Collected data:

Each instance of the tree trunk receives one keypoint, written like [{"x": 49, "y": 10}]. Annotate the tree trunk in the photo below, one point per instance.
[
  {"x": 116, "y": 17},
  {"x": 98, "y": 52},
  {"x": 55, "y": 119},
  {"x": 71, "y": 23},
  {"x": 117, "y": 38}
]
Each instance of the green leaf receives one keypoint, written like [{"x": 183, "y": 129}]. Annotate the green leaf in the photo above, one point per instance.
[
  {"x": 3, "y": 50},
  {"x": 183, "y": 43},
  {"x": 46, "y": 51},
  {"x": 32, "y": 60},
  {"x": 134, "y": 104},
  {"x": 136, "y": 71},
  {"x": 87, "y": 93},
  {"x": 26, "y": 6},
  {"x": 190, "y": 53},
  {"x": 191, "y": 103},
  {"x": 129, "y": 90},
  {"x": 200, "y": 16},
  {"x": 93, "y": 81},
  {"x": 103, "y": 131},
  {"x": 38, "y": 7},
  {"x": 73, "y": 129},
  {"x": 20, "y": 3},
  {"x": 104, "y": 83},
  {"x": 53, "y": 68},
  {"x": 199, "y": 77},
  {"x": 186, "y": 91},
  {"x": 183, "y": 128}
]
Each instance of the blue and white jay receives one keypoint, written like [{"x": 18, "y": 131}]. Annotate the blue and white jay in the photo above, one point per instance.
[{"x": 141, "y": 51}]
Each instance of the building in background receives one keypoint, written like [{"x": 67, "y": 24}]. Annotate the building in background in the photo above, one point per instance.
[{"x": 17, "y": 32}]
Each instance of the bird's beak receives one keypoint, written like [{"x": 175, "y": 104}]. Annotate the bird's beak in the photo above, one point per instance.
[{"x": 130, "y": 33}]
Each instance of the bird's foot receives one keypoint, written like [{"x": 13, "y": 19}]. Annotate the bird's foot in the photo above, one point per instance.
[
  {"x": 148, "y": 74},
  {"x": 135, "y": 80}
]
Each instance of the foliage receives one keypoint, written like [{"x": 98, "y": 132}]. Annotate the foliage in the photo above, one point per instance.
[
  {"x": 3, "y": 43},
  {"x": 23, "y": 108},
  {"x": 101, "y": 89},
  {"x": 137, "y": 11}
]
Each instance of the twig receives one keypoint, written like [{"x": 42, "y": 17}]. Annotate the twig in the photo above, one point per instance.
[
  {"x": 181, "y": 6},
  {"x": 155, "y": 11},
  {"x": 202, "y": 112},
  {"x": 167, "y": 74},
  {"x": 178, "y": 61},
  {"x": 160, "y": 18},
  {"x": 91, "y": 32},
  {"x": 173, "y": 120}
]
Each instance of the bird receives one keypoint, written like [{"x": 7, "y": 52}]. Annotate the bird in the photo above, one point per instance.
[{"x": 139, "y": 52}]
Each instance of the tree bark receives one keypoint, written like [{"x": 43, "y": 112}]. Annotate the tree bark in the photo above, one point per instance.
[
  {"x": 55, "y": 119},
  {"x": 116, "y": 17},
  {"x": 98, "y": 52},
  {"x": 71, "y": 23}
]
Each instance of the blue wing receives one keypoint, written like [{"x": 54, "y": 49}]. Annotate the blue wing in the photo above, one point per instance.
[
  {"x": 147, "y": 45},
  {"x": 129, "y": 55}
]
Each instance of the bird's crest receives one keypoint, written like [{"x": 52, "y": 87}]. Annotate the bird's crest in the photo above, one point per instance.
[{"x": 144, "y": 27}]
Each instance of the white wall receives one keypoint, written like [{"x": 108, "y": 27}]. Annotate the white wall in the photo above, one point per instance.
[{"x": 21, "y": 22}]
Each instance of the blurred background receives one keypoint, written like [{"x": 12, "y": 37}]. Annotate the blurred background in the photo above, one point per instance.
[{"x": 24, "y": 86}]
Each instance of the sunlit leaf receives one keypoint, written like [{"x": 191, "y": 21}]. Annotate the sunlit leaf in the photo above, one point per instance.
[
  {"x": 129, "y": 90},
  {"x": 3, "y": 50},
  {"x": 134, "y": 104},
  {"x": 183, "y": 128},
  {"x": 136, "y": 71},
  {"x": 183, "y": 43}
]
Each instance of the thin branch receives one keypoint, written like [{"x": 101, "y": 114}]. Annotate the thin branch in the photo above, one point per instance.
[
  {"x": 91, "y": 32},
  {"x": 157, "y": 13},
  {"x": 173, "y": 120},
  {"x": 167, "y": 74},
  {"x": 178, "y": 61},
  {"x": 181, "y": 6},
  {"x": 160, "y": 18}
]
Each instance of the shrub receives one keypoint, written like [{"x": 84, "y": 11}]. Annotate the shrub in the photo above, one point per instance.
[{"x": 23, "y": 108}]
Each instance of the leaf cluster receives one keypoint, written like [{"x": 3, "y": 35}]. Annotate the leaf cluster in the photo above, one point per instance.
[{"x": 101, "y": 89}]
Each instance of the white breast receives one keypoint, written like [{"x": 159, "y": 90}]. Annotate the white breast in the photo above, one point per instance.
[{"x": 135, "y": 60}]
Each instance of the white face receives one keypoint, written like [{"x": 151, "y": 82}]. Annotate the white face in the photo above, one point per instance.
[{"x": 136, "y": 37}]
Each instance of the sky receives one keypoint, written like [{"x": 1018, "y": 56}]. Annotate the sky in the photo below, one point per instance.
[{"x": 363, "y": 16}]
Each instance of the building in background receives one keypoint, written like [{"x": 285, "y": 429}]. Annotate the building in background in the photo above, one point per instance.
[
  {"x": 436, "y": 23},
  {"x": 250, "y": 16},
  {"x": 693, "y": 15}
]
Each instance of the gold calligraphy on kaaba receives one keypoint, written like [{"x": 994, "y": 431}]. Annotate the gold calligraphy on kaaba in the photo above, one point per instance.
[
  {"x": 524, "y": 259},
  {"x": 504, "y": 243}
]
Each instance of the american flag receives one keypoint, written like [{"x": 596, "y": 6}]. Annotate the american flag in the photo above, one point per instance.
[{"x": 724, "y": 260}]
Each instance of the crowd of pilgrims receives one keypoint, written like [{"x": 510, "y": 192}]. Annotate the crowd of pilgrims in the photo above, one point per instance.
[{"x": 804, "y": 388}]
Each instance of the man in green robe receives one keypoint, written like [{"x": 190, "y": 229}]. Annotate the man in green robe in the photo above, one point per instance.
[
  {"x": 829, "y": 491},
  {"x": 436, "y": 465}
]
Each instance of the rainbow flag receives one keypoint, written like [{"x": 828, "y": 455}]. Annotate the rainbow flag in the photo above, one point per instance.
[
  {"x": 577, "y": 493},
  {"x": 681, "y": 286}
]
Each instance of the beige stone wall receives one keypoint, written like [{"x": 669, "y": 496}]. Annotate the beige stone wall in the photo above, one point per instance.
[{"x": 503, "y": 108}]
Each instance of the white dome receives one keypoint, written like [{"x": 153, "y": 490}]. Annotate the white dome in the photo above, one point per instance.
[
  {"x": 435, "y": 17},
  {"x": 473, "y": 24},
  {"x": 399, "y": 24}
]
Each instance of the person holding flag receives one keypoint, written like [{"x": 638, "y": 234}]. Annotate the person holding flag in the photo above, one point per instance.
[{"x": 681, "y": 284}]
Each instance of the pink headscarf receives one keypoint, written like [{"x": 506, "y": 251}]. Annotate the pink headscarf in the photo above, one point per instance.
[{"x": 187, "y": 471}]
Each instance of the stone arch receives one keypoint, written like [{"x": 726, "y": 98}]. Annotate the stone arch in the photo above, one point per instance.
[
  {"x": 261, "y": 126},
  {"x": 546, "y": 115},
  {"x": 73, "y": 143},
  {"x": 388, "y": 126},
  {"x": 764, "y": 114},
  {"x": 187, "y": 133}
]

Task details: With the line containing "Each instance of the pink" as the first and the last line of the data as the final one, copy every line between them exactly, those two included.

Response below:
Each instance of the pink headscarf receives one keypoint, written like [{"x": 506, "y": 251}]. Annotate the pink headscarf in the photo above, one point per instance.
[{"x": 187, "y": 471}]
Each instance of the stone arch receives one keypoint, written like [{"x": 726, "y": 98}]. Annotate the stone arch in the photo above, one point per instance.
[
  {"x": 261, "y": 126},
  {"x": 546, "y": 115},
  {"x": 73, "y": 143},
  {"x": 388, "y": 126},
  {"x": 764, "y": 114},
  {"x": 187, "y": 133}
]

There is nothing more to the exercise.